List every abbreviation that the passage below on bimanual bag manipulation spells out, giving each with its full form.

* Text shown:
§
With an appropriate perception module, the observation of the Structure of Interest (SOI), denoted by $\hat{o}_{t}$ , can be extracted from the overall observation of the bag $o_{t}$ . Our approach is based on the insight that it is more efficacious to predict the dynamics of the SOI rather than the entire complex dynamics of the bag. To this end, we employ a Graph Neural Network (GNN) to establish a dynamics model $f_{\theta_{\text{dym}}}$ that is dedicated to learning the transition functions of the SOI, defined as $f_{\theta_{\text{dym}}}:\hat{\mathcal{O}}\times\mathcal{A}\rightarrow\hat{% \mathcal{O}}$ . This dynamics model accepts as input a sequence of SOI observations $\mathbf{\hat{o}}_{t-n,\ldots,t}\in\mathcal{\hat{O}}$ and actions $(\mathbf{a}^{1}_{t-n,\ldots,t},\mathbf{a}^{2}_{t-n,\ldots,t})\in\mathcal{A}$ , and predicts the subsequent observation $\mathbf{\hat{o}}_{t+1}$ , where $n$ represents the length of the observation history before the current time step $t$ . With the dynamics model, we proceed to cast the bimanual manipulation of the bag as a task within the Model Predictive Control (MPC) framework. Within this MPC setup, the cost function $\mathcal{J}$ quantifies the difference between the final SOI feature points at time step $T$ and the targeted SOI state $\mathbf{g}$ . Details on the precise structure of the cost function $\mathcal{J}$ are illustrated in the following section. This cost is minimized to yield an optimal sequence of actions across a temporal horizon of $T$ steps:

	$\displaystyle\langle\mathbf{a}^{0},~{}\mathbf{a}^{1}\rangle_{0:{T-1}}$	$\displaystyle=\underset{\langle\mathbf{a}^{0},\mathbf{a}^{1}\rangle_{0:T-1}\in% \mathcal{A}}{\arg\min}\mathcal{J}(\mathbf{\hat{g}},\mathbf{g})$		(1)
	$\displaystyle\text{where}\quad\mathbf{\hat{g}}$	$\displaystyle=f_{\theta_{dym}}\left(\mathbf{\hat{o}}_{0},\langle\mathbf{a}^{0}% ,\mathbf{a}^{1}\rangle_{0:{T-1}}\right)$		(1)

where $\hat{\mathbf{g}}$ represents the predicted SOI state at time step $T$ . Fig. 4 shows the overall framework of our proposed latent dynamics model for the bimanual bag manipulation task.

IV Methodology

IV-A Global Particle Sampling from Raw Observation

In this work, we begin by sampling representative particles from raw visual inputs, i.e., RGB-D images, to facilitate the training of Graph Neural Network (GNN)-based dynamics model, depicted in Fig. 4(a). The challenge lies in extracting meaningful particle representations of the Structure of Interest (SOI) from visual data that is significantly occluded. To this end, we introduce a comprehensive global particle sampling methodology, as illustrated in Fig. 5.
§
* Data extract:
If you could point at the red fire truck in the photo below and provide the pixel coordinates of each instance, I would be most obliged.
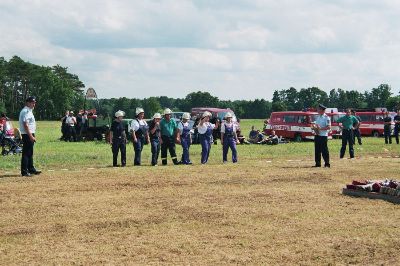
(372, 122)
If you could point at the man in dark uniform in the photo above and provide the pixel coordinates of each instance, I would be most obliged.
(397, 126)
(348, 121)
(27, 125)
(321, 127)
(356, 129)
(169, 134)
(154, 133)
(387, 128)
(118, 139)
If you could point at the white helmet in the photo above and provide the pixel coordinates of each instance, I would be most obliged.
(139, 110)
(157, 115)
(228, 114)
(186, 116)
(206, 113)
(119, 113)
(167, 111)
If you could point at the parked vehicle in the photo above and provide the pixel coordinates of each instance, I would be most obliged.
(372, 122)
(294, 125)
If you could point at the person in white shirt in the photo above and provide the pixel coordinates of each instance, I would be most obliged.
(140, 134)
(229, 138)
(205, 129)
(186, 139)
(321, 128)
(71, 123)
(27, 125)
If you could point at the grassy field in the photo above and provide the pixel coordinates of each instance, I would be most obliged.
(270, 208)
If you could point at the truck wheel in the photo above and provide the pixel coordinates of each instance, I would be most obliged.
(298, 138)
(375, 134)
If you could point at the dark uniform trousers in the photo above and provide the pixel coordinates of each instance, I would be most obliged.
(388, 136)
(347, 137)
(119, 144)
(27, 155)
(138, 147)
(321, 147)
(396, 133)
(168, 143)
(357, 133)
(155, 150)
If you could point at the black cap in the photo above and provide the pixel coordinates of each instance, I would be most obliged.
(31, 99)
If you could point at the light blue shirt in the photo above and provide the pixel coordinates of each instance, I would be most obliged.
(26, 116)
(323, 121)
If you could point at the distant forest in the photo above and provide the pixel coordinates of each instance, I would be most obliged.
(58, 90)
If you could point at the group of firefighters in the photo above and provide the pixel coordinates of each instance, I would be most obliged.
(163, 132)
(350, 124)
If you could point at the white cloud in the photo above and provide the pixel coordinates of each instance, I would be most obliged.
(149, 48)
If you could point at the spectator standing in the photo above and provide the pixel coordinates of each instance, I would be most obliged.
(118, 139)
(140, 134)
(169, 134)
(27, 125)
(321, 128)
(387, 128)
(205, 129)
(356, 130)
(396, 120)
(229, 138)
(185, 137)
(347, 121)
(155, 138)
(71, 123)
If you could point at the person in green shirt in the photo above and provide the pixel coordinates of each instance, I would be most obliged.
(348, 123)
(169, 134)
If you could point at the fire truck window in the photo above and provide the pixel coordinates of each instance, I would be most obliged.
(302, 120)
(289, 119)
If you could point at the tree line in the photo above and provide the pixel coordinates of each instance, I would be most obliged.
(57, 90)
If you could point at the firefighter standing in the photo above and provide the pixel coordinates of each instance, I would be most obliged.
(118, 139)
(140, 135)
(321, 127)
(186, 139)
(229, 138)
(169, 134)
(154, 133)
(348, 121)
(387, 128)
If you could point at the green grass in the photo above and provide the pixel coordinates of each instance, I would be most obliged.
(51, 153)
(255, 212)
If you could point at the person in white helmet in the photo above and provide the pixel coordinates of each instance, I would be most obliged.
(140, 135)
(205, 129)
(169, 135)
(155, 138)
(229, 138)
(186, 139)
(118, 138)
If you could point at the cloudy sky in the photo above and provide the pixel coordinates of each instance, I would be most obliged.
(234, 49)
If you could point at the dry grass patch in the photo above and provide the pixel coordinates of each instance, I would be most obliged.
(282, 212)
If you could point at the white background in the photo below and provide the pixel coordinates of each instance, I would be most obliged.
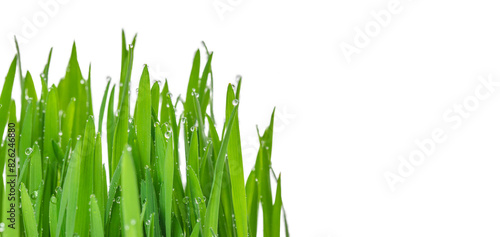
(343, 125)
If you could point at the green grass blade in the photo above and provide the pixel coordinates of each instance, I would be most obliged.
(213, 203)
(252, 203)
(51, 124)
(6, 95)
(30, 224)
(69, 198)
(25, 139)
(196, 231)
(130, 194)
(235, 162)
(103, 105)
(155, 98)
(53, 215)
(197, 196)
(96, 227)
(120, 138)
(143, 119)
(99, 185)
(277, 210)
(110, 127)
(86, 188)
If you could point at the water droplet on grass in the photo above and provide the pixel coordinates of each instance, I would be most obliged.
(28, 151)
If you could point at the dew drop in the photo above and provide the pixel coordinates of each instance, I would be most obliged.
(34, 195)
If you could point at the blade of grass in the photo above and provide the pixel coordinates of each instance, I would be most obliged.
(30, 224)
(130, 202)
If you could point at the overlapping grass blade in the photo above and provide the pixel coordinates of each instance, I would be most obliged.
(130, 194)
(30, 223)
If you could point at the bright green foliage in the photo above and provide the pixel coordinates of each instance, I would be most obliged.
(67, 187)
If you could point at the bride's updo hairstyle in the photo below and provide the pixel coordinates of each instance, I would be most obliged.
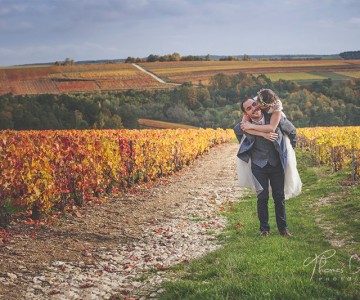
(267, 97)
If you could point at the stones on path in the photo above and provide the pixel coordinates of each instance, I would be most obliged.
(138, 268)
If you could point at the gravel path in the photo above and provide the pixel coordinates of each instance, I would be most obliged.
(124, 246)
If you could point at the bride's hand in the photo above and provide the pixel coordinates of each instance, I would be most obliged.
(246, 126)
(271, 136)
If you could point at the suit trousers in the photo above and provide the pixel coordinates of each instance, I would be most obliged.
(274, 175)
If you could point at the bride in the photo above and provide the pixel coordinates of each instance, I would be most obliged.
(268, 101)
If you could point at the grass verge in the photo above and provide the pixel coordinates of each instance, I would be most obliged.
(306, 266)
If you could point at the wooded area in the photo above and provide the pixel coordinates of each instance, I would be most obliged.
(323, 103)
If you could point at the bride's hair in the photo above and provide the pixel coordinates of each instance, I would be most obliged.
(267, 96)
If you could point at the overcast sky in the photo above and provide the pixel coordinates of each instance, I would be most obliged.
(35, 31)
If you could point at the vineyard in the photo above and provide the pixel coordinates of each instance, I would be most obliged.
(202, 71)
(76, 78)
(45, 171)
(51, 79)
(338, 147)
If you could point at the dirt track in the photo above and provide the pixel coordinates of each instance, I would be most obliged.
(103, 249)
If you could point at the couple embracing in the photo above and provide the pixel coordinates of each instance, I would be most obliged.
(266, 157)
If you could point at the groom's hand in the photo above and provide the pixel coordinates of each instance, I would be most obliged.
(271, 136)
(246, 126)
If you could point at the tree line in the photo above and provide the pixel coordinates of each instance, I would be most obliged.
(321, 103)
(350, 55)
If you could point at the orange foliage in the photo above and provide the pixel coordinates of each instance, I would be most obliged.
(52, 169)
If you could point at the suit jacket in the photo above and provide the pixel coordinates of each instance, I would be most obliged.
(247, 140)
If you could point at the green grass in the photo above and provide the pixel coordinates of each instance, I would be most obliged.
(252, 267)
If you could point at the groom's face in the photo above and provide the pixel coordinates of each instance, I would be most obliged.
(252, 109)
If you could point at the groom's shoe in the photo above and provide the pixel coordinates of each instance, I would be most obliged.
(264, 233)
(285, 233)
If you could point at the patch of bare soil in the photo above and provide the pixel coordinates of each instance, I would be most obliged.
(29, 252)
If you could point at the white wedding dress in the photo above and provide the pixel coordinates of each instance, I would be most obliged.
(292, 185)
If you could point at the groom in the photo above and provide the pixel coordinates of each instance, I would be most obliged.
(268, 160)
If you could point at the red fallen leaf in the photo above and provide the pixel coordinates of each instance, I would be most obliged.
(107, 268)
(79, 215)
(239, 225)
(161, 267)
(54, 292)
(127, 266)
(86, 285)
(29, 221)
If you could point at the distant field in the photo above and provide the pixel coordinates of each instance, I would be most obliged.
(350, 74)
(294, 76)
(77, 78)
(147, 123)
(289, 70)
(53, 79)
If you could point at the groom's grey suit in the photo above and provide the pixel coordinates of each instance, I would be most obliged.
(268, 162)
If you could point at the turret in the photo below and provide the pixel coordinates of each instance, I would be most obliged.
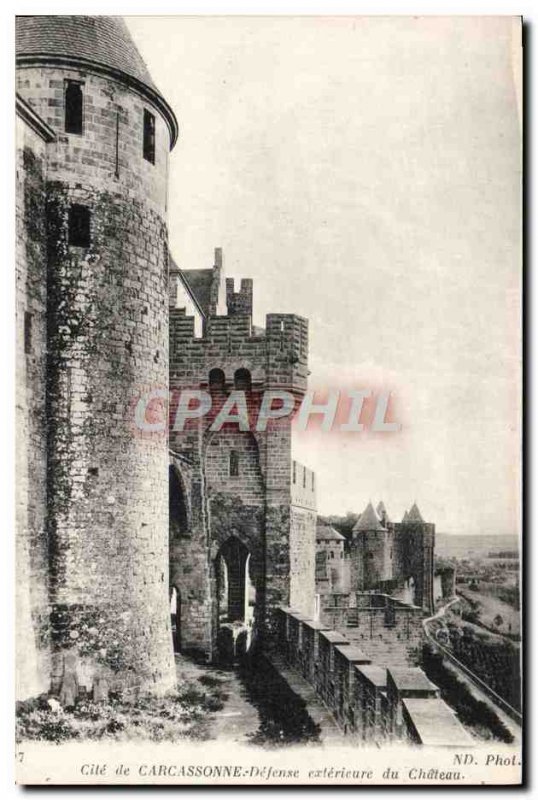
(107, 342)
§
* Solution for this task:
SOI: Structure of Interest
GNN: Graph Neural Network
MPC: Model Predictive Control